Output as a JSON list of strings, one per line and without blank lines, the lines running from the line containing "Your task is to find the green" up to and including the line containing "(39, 158), (389, 205)".

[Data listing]
START

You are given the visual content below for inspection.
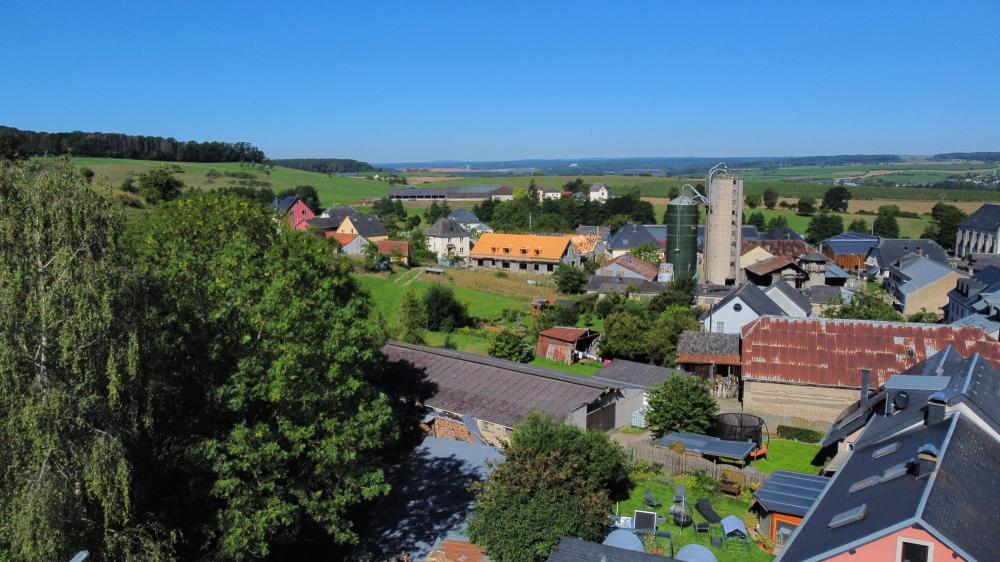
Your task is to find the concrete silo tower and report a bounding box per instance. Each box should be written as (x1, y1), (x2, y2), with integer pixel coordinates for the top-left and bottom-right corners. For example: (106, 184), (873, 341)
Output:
(702, 164), (743, 285)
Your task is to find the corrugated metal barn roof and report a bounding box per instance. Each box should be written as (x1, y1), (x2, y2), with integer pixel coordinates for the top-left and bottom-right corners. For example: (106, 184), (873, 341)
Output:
(742, 316), (1000, 388)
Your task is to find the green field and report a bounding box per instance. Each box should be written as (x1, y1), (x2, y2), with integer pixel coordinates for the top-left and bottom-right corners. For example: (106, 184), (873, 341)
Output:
(31, 158), (1000, 209)
(39, 158), (389, 205)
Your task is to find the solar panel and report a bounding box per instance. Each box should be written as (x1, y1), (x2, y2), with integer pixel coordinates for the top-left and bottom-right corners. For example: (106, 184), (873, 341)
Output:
(632, 510), (656, 531)
(829, 504), (868, 529)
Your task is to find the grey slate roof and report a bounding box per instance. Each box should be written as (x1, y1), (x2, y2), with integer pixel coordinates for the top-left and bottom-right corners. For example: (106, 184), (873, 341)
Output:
(778, 348), (1000, 562)
(868, 238), (948, 269)
(591, 359), (690, 388)
(548, 537), (676, 562)
(583, 275), (667, 295)
(701, 281), (788, 320)
(677, 332), (740, 357)
(959, 203), (1000, 230)
(760, 226), (806, 242)
(766, 279), (812, 315)
(425, 217), (469, 238)
(821, 231), (878, 256)
(448, 209), (481, 224)
(610, 223), (660, 250)
(382, 342), (621, 427)
(351, 211), (389, 238)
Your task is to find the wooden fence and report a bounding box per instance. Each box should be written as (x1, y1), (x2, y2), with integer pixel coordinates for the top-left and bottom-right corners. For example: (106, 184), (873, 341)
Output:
(621, 441), (767, 485)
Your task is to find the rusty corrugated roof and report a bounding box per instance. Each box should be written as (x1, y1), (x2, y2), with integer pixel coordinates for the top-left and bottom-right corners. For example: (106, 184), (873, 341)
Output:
(741, 316), (1000, 388)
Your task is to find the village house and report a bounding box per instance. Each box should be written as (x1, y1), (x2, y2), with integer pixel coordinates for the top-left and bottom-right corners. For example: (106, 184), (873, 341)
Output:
(588, 183), (608, 203)
(271, 195), (316, 230)
(448, 209), (493, 234)
(699, 282), (785, 334)
(885, 254), (966, 315)
(955, 203), (1000, 257)
(865, 238), (948, 279)
(741, 316), (1000, 424)
(594, 254), (660, 281)
(535, 326), (601, 365)
(382, 342), (631, 440)
(777, 349), (1000, 562)
(469, 232), (580, 274)
(608, 223), (663, 258)
(378, 240), (410, 267)
(743, 256), (809, 288)
(424, 217), (472, 261)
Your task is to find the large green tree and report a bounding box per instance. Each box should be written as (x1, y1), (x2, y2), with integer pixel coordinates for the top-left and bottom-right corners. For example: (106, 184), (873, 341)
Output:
(468, 416), (628, 562)
(646, 375), (719, 435)
(0, 162), (170, 562)
(136, 195), (394, 560)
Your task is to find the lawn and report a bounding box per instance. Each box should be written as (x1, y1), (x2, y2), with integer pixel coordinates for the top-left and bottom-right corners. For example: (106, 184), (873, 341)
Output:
(753, 437), (820, 474)
(618, 474), (774, 562)
(530, 357), (601, 377)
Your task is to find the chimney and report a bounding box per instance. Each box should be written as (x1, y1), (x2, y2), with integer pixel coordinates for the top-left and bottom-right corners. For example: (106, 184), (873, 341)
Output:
(924, 391), (945, 426)
(861, 369), (872, 411)
(910, 443), (940, 478)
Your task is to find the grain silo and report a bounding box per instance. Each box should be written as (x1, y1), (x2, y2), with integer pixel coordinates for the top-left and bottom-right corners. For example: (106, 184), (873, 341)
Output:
(666, 195), (698, 277)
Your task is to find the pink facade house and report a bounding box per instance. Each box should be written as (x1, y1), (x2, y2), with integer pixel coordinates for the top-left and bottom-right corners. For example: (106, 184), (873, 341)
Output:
(271, 195), (316, 230)
(777, 346), (1000, 562)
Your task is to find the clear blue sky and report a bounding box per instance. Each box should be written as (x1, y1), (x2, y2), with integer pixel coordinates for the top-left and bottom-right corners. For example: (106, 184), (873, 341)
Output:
(0, 0), (1000, 162)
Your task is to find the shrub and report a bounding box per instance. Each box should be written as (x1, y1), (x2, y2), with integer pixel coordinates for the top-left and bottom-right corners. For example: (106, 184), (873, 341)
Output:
(778, 425), (823, 443)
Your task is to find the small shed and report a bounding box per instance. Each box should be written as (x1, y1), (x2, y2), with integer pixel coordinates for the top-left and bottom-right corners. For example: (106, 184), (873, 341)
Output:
(535, 326), (601, 364)
(750, 470), (830, 548)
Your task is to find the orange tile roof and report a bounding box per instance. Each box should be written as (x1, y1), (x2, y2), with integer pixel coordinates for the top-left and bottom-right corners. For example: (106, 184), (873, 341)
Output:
(332, 232), (358, 246)
(469, 232), (570, 261)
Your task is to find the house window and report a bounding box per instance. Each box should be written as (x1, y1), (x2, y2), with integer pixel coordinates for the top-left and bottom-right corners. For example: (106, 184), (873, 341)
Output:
(896, 537), (934, 562)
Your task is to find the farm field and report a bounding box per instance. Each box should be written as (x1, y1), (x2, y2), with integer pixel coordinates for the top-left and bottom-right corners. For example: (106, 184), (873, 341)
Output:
(37, 158), (389, 206)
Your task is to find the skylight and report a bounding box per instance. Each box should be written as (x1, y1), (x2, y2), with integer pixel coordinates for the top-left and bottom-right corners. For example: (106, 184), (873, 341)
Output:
(848, 476), (882, 494)
(829, 504), (868, 529)
(872, 441), (899, 459)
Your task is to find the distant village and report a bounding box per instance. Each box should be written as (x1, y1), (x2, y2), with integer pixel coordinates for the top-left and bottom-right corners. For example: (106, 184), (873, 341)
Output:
(273, 168), (1000, 562)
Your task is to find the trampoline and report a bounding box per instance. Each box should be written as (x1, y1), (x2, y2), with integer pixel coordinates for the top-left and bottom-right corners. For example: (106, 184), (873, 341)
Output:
(715, 412), (769, 459)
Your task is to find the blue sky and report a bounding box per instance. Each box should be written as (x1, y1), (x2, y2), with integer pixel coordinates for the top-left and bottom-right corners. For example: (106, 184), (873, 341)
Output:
(0, 0), (1000, 162)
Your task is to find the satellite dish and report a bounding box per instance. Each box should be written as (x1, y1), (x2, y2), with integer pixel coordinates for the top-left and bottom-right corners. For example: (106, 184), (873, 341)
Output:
(892, 390), (910, 410)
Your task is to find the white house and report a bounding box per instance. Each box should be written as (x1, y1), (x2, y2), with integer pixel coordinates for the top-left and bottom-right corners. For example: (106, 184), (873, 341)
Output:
(590, 183), (608, 203)
(426, 217), (471, 260)
(700, 283), (788, 334)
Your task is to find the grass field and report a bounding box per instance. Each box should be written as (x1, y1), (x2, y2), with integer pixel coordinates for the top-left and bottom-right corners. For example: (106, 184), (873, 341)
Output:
(40, 158), (389, 205)
(617, 474), (774, 562)
(753, 438), (820, 474)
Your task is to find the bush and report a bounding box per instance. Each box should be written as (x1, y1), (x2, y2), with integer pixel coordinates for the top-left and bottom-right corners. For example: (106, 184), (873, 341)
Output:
(778, 425), (823, 443)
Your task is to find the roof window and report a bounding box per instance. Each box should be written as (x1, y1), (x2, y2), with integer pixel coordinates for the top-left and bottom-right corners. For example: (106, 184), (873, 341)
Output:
(872, 441), (899, 459)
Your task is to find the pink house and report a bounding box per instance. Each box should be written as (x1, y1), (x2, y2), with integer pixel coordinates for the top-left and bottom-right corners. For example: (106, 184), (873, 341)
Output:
(271, 195), (316, 230)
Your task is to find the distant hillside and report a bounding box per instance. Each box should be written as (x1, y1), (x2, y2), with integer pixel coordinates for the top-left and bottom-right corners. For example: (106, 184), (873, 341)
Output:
(934, 152), (1000, 162)
(0, 126), (266, 162)
(271, 158), (377, 174)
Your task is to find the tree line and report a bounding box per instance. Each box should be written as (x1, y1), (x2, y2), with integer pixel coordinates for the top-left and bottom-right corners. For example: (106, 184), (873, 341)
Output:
(271, 158), (378, 174)
(0, 162), (426, 562)
(0, 127), (266, 162)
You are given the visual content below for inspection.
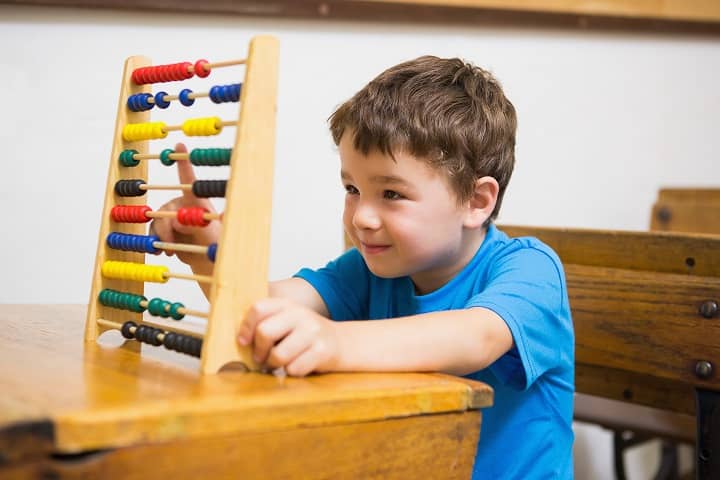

END

#### FINAL RESULT:
[
  "Your task is to find the green field and report a bounding box per instance. Each box should be written as (x1, y1), (x2, y2), with integer pixel coordinates for the top-left and bottom-right corners. For example: (106, 184), (873, 341)",
  "Output:",
  "(31, 158), (1000, 209)",
  "(39, 158), (389, 205)"
]